Dataset —
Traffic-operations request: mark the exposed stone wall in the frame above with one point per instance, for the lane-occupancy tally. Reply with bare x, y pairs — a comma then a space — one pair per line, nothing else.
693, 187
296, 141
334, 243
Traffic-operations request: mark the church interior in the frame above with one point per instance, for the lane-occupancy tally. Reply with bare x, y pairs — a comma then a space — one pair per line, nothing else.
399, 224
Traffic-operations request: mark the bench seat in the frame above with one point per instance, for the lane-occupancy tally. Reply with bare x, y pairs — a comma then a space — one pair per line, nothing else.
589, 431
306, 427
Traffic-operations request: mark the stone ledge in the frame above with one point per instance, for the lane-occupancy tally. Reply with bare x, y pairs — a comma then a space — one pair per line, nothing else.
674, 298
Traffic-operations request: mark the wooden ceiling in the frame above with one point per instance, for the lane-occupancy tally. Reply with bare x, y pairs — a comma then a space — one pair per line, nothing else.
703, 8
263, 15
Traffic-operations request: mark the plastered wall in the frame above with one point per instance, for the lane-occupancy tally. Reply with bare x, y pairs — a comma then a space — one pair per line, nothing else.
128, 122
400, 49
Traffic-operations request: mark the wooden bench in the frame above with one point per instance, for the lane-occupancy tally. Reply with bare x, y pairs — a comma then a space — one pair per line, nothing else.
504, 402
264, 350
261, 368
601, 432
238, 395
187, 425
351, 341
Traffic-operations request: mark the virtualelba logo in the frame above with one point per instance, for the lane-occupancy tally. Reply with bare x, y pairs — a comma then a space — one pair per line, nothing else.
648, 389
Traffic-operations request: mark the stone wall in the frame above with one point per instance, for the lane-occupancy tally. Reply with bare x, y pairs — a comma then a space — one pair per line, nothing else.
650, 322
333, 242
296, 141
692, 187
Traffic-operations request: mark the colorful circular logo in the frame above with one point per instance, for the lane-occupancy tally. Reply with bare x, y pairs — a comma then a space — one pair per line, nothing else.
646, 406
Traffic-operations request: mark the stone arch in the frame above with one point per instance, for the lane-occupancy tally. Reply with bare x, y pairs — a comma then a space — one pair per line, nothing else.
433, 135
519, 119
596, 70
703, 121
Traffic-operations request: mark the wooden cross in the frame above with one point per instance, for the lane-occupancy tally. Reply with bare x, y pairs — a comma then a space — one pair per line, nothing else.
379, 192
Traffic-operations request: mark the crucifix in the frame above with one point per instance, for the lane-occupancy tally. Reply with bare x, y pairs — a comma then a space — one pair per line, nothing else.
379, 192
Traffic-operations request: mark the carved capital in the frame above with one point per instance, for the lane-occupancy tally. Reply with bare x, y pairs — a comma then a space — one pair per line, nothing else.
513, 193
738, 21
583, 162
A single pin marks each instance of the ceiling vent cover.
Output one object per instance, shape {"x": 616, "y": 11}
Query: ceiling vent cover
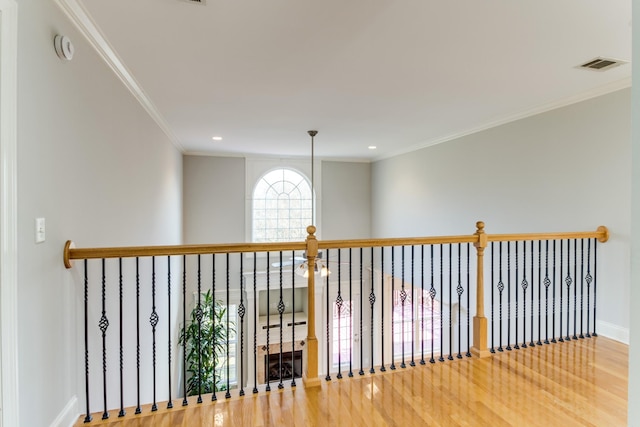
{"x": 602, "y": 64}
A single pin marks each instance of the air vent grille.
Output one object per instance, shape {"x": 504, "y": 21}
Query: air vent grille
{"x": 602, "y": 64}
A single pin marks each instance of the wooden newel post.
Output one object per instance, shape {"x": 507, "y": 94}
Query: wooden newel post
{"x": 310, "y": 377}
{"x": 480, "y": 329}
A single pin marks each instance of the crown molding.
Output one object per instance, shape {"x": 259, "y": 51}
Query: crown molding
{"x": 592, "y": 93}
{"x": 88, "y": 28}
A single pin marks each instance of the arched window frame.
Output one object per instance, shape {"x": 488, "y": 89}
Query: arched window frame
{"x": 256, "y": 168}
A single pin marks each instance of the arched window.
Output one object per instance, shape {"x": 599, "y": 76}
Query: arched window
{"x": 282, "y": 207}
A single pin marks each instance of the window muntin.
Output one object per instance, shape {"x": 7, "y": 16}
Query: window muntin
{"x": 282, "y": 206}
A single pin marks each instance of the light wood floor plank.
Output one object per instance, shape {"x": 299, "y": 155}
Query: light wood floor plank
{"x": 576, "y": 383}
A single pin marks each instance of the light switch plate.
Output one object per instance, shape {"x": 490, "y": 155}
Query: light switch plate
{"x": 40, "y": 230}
---
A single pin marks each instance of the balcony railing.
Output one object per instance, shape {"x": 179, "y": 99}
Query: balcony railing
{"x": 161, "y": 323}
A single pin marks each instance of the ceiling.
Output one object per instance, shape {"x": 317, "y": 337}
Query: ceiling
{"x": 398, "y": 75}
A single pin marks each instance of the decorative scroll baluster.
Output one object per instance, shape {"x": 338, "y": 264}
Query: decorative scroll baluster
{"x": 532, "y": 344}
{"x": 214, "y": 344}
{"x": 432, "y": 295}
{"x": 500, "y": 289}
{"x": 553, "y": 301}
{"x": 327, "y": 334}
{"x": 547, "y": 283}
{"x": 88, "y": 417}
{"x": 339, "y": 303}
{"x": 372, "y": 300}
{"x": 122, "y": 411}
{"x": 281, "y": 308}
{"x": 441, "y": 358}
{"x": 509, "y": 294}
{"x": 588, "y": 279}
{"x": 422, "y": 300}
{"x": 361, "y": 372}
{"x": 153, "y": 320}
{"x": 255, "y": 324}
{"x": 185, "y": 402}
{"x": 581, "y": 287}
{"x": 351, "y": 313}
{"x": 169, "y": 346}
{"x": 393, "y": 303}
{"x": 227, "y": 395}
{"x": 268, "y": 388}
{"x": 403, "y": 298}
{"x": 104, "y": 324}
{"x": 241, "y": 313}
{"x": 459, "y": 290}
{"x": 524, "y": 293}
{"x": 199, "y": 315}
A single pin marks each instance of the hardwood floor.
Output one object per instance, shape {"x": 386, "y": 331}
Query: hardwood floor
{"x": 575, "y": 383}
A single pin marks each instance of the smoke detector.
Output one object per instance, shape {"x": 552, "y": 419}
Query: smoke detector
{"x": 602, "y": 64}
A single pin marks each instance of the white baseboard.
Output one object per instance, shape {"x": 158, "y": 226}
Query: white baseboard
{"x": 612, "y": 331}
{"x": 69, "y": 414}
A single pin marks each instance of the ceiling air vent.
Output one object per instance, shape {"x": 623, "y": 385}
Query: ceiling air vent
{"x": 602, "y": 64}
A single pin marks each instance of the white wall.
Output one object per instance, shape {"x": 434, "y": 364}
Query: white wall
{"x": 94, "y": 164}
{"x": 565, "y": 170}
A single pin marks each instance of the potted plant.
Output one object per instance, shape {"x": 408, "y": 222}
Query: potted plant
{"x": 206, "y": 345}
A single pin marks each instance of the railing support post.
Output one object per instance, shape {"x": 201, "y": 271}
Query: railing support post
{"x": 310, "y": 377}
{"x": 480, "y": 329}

Task objective — Please output the lines of the listing above that fall in the stretch from the one with "Query: air vent grille" through the one with "A single pin marks each instance of the crown", exactly and only those.

Task answer —
Query: air vent grille
{"x": 602, "y": 64}
A single pin marks each instance of the wooden newel post.
Output one object per instance, shape {"x": 507, "y": 94}
Query: wooden newel post
{"x": 310, "y": 377}
{"x": 480, "y": 329}
A single pin marks each instance of the crown molding.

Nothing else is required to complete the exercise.